> _REQUIRED WORK_
Each entry below has to be written out again exactly.

[Point-per-instance localization data]
┌──

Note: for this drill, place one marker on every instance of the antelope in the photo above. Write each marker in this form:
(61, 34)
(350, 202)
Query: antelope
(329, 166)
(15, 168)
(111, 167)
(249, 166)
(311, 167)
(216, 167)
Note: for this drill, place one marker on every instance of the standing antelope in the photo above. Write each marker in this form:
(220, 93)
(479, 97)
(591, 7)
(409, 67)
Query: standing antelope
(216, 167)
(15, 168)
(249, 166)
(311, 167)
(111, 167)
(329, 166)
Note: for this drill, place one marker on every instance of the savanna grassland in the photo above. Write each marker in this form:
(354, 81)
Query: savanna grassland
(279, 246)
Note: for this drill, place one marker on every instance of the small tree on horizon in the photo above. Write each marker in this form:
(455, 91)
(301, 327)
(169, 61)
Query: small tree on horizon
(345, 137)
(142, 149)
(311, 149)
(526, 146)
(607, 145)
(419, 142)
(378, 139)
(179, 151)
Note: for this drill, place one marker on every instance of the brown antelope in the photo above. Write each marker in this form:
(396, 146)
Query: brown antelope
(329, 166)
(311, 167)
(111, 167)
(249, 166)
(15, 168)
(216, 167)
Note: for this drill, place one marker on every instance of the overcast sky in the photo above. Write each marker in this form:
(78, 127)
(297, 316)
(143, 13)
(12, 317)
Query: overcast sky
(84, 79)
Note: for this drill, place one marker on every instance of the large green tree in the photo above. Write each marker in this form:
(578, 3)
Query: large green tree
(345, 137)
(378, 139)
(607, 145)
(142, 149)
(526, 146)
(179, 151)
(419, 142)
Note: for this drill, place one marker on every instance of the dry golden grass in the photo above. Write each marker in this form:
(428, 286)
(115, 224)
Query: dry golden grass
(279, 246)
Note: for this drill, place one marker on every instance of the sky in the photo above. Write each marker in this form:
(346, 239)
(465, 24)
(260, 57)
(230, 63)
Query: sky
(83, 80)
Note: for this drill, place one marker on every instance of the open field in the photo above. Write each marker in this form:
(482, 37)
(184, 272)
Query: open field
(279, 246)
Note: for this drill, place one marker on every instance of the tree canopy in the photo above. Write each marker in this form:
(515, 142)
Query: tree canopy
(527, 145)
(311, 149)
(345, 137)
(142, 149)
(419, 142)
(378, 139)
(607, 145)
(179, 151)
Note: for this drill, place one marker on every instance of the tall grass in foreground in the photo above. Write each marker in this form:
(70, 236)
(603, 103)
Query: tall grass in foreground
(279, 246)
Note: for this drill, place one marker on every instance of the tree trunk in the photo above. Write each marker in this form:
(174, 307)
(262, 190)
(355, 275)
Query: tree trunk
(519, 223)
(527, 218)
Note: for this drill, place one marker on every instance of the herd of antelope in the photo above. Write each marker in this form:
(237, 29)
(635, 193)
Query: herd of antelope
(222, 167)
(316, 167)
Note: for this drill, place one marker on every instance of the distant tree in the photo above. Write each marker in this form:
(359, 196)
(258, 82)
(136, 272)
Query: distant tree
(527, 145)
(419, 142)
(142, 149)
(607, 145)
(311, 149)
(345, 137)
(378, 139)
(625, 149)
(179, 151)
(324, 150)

└──

> _THE ANSWER_
Note: for this drill, place one marker on every instance of the antelope in the photo above. Write each marker in this form:
(61, 34)
(350, 202)
Query: antelope
(329, 166)
(15, 168)
(111, 167)
(249, 166)
(311, 167)
(216, 167)
Note: for this drill, place one marker on every instance of the standing antelope in the photo above. Write each marker in this form:
(220, 93)
(479, 97)
(591, 7)
(409, 67)
Query: standing antelope
(216, 167)
(15, 168)
(249, 166)
(311, 167)
(111, 167)
(329, 166)
Note: for this drill, place one marker on every instance of the savanna grassland in the photo above. Write each marker in this form:
(354, 81)
Query: savanna grassland
(279, 246)
Note: for this drill, place one marker on every instance of the small tree on horizon in the photo above. Write each marker in this form:
(455, 91)
(301, 327)
(169, 61)
Query: small tree on horizon
(345, 137)
(142, 149)
(311, 149)
(526, 146)
(607, 145)
(419, 142)
(378, 139)
(179, 151)
Note: for this drill, place one marker on every instance of the brown antelope in the photo above. Write each marker in this form:
(396, 146)
Query: brown antelope
(329, 166)
(311, 167)
(111, 167)
(249, 166)
(15, 168)
(216, 167)
Note: for this drill, place one marker on every instance of the overcast sky in the photo above. Write each marker in this form:
(78, 127)
(297, 316)
(143, 13)
(12, 317)
Query: overcast sky
(84, 79)
Note: for this drill, place one marker on every instance of the large green tree in the photo above. Write each marker in this form:
(578, 3)
Query: large green tree
(345, 137)
(378, 139)
(607, 145)
(142, 149)
(526, 146)
(179, 151)
(419, 142)
Note: for this drill, place one marker on every instance of the dry golden grass in the photo above. Write each marker in this form:
(428, 286)
(115, 224)
Query: dry golden grass
(279, 246)
Note: for this drill, place one marker on every instance of the sky in the photo above. Write each marker in this form:
(346, 239)
(465, 24)
(260, 57)
(230, 63)
Query: sky
(83, 80)
Note: for this drill, place one marker on every instance of the open field in the photo above. Write each marker in this form:
(482, 37)
(184, 272)
Query: open field
(279, 246)
Note: for this drill, place one marker on every instance of the tree canopy in the photo above. Write each marker in this form:
(515, 142)
Query: tree canopy
(527, 145)
(311, 149)
(345, 137)
(142, 149)
(419, 142)
(378, 139)
(607, 145)
(179, 151)
Note: for this drill, place one marker on every instance of the tall grass in foreground in the photo above. Write each marker in this form:
(70, 236)
(603, 103)
Query: tall grass in foreground
(279, 246)
Note: for this drill, place one marker on every instance of the tree trunk in the photo above. Write each marker in this form:
(174, 307)
(262, 190)
(355, 275)
Query: tree trunk
(519, 223)
(527, 218)
Note: for this drill, place one marker on every instance of the herd of antelope in the photo above. Write each marker in this form:
(237, 29)
(635, 193)
Query: herd of antelope
(222, 167)
(316, 167)
Note: for this drill, place one marker on every instance of the distant tree in the photo above. Write each marker in this form:
(359, 196)
(258, 82)
(136, 272)
Query: distant tree
(527, 145)
(419, 142)
(142, 149)
(607, 145)
(311, 149)
(345, 137)
(378, 139)
(625, 149)
(179, 151)
(324, 150)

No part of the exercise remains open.